Your task is to output the data exactly as it stands.

────────

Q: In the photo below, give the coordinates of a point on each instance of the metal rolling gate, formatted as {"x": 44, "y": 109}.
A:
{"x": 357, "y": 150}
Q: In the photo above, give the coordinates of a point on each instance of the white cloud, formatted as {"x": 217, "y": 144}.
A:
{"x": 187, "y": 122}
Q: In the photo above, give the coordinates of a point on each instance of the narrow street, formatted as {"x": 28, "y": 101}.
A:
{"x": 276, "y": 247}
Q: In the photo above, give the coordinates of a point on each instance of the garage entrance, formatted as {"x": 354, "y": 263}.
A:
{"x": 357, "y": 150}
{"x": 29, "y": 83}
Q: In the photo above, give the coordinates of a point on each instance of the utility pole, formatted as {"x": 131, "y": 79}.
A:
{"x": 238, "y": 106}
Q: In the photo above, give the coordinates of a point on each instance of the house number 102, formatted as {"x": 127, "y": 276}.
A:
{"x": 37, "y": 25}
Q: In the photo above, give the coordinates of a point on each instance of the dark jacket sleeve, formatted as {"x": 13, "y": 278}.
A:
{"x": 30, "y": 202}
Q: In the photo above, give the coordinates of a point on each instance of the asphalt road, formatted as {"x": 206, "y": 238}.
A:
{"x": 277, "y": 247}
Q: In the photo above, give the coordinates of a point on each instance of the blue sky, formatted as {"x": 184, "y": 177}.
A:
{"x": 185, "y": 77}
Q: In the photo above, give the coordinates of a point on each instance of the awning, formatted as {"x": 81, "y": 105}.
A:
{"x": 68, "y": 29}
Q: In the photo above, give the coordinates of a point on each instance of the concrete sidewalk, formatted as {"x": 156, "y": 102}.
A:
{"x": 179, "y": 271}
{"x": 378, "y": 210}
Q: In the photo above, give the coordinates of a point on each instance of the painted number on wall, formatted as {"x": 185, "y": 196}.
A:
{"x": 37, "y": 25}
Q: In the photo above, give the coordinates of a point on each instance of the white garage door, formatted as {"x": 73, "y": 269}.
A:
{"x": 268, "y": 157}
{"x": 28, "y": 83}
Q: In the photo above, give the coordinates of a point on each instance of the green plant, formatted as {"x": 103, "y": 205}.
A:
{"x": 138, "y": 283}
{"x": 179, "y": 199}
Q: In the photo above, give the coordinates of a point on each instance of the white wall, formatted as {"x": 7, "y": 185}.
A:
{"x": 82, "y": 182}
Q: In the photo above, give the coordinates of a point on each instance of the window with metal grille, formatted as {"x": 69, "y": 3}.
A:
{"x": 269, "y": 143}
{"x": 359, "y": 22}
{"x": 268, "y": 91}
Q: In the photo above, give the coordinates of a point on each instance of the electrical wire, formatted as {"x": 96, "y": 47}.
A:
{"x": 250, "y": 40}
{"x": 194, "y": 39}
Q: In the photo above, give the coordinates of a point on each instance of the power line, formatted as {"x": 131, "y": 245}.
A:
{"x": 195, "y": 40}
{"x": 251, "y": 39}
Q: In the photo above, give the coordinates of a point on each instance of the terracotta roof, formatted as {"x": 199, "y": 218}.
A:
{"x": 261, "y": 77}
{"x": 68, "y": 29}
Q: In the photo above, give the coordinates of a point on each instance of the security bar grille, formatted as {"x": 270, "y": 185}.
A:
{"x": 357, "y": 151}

────────

SOLUTION BELOW:
Q: In the photo below, give the coordinates of a point on each instance of the metal rolling gate, formatted as {"x": 44, "y": 109}.
A:
{"x": 357, "y": 150}
Q: In the photo above, give the coordinates of a point on each instance of the white cloud, formatted as {"x": 217, "y": 144}.
A:
{"x": 187, "y": 122}
Q: In the photo above, give the coordinates of a point on each instance of the narrow street, formatted as {"x": 28, "y": 101}.
A:
{"x": 276, "y": 247}
Q: In the photo above, give the coordinates of a point on each instance of the garage entrance, formatted as {"x": 354, "y": 263}.
A:
{"x": 357, "y": 150}
{"x": 29, "y": 83}
Q: In the photo above, give the coordinates of a point on each instance of the utility pole, formatted as {"x": 131, "y": 79}.
A:
{"x": 238, "y": 106}
Q: In the photo above, give the coordinates of a point on each instance of the house number 102, formatted as {"x": 127, "y": 276}.
A:
{"x": 37, "y": 25}
Q: In the photo above, give the coordinates of a point on each instance of the dark jacket sleeve, formatted as {"x": 13, "y": 278}.
A:
{"x": 30, "y": 202}
Q: In the photo above, give the coordinates of a point on each instance of the asphalt road, formatted as {"x": 206, "y": 238}.
A:
{"x": 277, "y": 247}
Q: In the photo above, give the coordinates of a point on each instance of the blue sky, formatted as {"x": 184, "y": 177}.
A:
{"x": 185, "y": 77}
Q: In the photo above, give the coordinates of a point on each instance of the awning, formatted as {"x": 81, "y": 105}.
A:
{"x": 68, "y": 29}
Q: In the photo above, give the coordinates of a point on each instance of the concrete sidewalk, formatted as {"x": 156, "y": 102}.
A:
{"x": 179, "y": 271}
{"x": 378, "y": 210}
Q: In the photo above, give the coordinates of a point on each instance of the painted number on wall, formatted as {"x": 185, "y": 196}.
A:
{"x": 37, "y": 25}
Q: In the photo above, give the coordinates of a point on each instance of the white garage door, formatted as {"x": 73, "y": 269}.
A:
{"x": 268, "y": 157}
{"x": 28, "y": 83}
Q: In the photo above, give the coordinates of a point on each instance of the green plant, formatted as {"x": 103, "y": 205}.
A:
{"x": 138, "y": 283}
{"x": 179, "y": 199}
Q: In the photo above, give the coordinates of a point on each instance of the white wall, formatted as {"x": 7, "y": 185}.
A:
{"x": 82, "y": 182}
Q: In the photo above, give the coordinates of a point on each instance of the window with metal grille, formatted as {"x": 69, "y": 3}.
A:
{"x": 269, "y": 143}
{"x": 359, "y": 22}
{"x": 268, "y": 91}
Q: In the photo above, give the coordinates of a point on each instance of the electrical wire, formatted as {"x": 96, "y": 47}.
A:
{"x": 250, "y": 40}
{"x": 194, "y": 39}
Q: In the photo above, give the coordinates of a point on each instance of the power line, formatted as {"x": 131, "y": 245}.
A:
{"x": 195, "y": 40}
{"x": 251, "y": 39}
Q: In the photo above, give the coordinates of a point on each instance of the terracotta roof, formatted as {"x": 199, "y": 218}.
A:
{"x": 261, "y": 77}
{"x": 68, "y": 29}
Q: In the photo above, give the coordinates of a point on each instance of the security bar grille, formatted as {"x": 270, "y": 185}.
A:
{"x": 357, "y": 151}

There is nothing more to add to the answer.